## To do
Which lines below contain "instance"? Copy every one of them.

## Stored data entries
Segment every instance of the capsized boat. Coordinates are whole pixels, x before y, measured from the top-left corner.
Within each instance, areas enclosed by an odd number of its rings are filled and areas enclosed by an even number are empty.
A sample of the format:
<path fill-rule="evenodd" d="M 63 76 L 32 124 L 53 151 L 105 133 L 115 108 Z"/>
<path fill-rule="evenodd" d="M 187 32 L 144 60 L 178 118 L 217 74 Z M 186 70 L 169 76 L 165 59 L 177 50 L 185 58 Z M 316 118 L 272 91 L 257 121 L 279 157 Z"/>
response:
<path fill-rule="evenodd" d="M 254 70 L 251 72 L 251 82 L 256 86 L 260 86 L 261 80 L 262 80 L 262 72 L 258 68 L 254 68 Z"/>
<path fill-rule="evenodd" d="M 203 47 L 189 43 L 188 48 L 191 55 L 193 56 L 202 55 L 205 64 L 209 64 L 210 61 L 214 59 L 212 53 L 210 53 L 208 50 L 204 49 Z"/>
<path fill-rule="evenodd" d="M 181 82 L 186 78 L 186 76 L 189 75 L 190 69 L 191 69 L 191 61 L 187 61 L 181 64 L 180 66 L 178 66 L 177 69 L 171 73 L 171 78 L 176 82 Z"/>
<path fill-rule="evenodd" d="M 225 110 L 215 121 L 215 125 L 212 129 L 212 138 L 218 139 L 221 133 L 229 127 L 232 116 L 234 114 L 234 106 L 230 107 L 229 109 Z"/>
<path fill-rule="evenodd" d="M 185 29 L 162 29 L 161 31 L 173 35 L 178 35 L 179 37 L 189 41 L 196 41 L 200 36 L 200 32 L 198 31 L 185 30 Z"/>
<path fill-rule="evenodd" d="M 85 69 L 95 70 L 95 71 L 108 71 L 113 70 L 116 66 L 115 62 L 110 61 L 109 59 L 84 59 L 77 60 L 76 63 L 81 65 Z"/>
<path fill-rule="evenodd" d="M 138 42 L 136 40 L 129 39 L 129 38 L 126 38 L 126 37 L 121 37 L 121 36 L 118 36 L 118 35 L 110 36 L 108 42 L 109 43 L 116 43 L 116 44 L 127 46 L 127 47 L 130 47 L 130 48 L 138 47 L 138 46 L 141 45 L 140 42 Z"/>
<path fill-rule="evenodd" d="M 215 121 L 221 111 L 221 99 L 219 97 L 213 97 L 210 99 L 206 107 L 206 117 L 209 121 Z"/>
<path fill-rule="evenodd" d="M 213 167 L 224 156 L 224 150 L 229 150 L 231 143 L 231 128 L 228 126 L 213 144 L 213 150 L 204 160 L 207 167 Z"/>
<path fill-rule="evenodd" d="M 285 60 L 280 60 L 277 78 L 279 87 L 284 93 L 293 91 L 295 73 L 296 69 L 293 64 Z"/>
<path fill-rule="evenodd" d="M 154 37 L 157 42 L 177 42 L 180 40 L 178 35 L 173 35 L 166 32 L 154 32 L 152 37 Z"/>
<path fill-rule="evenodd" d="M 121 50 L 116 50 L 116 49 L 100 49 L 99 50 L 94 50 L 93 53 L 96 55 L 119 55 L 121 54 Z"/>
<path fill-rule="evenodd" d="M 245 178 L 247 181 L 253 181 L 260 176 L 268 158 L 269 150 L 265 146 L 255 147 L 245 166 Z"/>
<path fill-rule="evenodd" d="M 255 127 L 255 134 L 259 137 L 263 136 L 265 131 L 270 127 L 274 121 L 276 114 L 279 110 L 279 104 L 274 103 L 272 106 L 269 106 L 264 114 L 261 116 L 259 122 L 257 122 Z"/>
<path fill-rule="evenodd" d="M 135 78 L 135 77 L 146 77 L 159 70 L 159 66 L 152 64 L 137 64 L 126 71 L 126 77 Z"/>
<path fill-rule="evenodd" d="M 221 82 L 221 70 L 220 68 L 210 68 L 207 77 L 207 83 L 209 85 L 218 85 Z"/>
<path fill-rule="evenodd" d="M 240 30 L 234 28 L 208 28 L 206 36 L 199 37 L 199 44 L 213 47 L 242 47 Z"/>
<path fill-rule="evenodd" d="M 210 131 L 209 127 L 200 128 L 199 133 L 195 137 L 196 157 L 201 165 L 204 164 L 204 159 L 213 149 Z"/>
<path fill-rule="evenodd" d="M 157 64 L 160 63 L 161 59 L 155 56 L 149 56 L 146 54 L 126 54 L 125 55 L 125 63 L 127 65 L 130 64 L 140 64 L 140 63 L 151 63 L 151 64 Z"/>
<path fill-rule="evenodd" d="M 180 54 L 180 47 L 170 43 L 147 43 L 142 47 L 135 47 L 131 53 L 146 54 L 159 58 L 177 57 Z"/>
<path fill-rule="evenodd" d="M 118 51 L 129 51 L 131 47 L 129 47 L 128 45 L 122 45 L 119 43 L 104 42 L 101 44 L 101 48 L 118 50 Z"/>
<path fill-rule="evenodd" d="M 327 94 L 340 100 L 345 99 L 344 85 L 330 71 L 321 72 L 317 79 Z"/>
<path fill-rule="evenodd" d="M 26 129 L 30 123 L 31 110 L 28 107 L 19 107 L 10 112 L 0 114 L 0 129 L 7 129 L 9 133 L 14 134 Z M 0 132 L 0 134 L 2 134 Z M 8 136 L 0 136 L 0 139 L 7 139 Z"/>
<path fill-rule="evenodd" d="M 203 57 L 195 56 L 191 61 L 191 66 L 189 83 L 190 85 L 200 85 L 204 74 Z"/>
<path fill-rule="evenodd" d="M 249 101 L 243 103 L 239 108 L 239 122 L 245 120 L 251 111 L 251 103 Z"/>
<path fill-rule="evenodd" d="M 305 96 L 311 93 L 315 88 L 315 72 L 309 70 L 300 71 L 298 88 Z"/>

## Exercise response
Segment every instance of the capsized boat. Coordinates are whole pixels, x before y, measured from the top-left corner.
Within each instance, areas enclosed by an odd number of its rings are filled and areas enclosed by an even number are empty.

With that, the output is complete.